━━ Texte à lire ━━

Est-ce suffisant? Ou l'alliance devrait-elle adopter une position plus ferme, allant jusqu'à menacer d'abattre des avions russes? L'expert militaire américain Michael J. Williams considère que les hésitations de l'Otan sont une erreur et explique pourquoi le secrétaire général Mark Rutte a placé l'alliance dans une situation délicate.
Depuis plusieurs semaines, les forces aériennes russes violent l'espace aérien de pays membres de l'Otan comme la Pologne, la Roumanie ou l'Estonie, parfois avec des drones, parfois avec des avions de combat. Comment expliquez-vous cette recrudescence?
Michael J. Williams: La situation est en effet très grave. Nous observons des violations de l'espace aérien par la Russie depuis des années. Mais ce que fait Poutine actuellement revêt une tout autre dimension. Il teste la détermination de l'Otan et cherche à identifier d'éventuelles faiblesses. Je considère cela comme une escalade dangereuse.

━━━
━━ Données ━━

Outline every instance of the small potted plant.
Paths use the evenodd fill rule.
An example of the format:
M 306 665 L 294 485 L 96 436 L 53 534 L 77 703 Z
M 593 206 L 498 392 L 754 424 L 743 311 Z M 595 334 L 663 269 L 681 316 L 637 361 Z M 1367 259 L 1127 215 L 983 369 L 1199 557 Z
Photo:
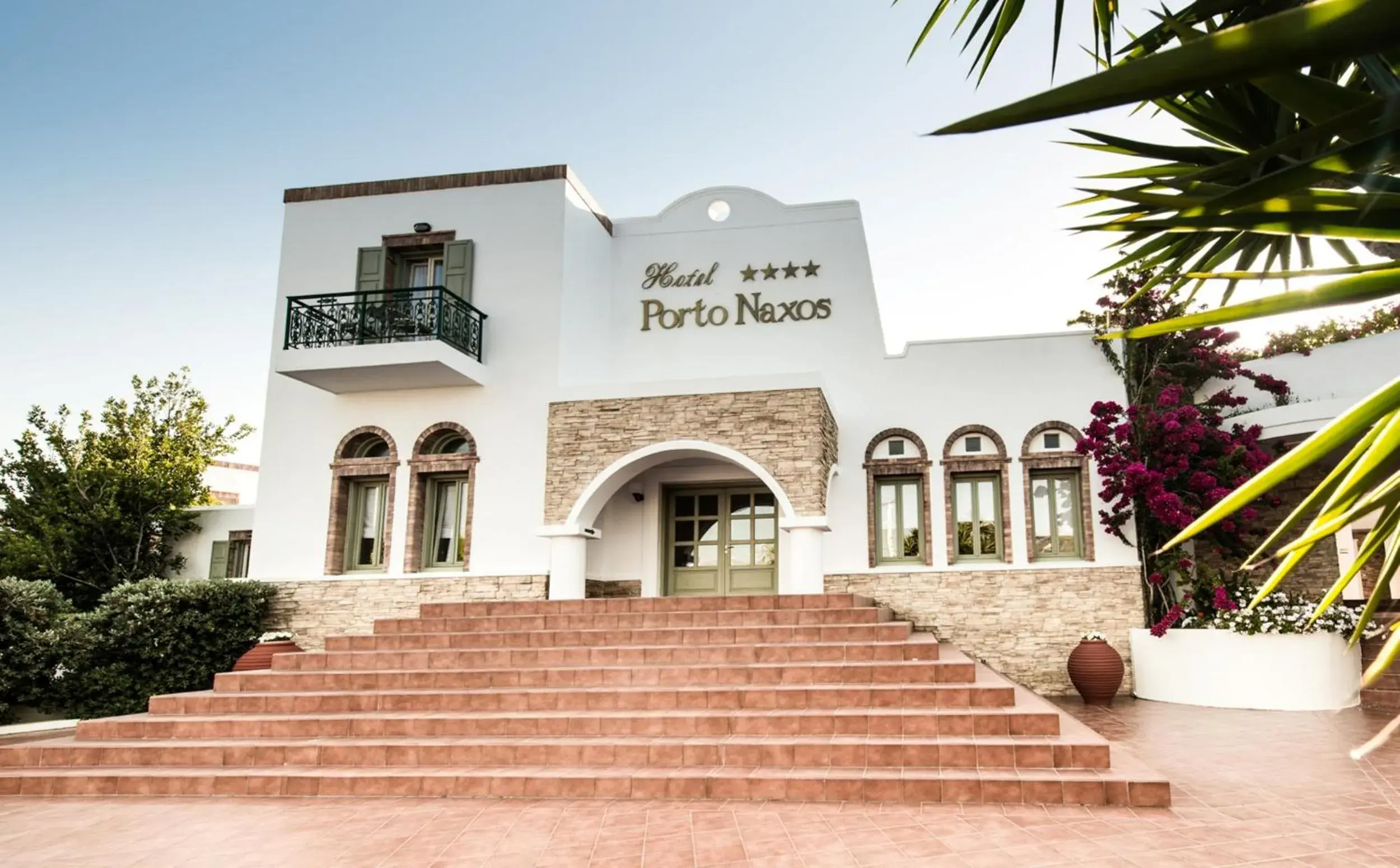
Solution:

━━━

Exercices:
(1) Indiquez si chacune des affirmations suivantes s'accorde avec le texte sur les violations de l'espace aérien de l'Otan, en répondant par oui ou par non et en citant les mots décisifs du texte. (a) Parmi les pays dont l'espace aérien a été violé figurent la Pologne, la Roumanie et l'Estonie. (b) Selon Michael J. Williams, les violations russes de l'espace aérien sont un phénomène récent. (c) Michael J. Williams approuve les hésitations de l'Otan.
(2) Transformez en liste JSON de chaînes les lignes des enregistrements, du début des enregistrements jusqu'à la ligne contenant "M 306 665 L", celle-ci comprise, à raison d'une chaîne par ligne et sans les lignes vides.

Réponses par exercice:
(1)
(a) Oui : « pays membres de l'Otan comme la Pologne, la Roumanie ou l'Estonie »
(b) Non : « Nous observons des violations de l'espace aérien par la Russie depuis des années. »
(c) Non : « considère que les hésitations de l'Otan sont une erreur »

(2)
[
  "Outline every instance of the small potted plant.",
  "Paths use the evenodd fill rule.",
  "An example of the format:",
  "M 306 665 L 294 485 L 96 436 L 53 534 L 77 703 Z"
]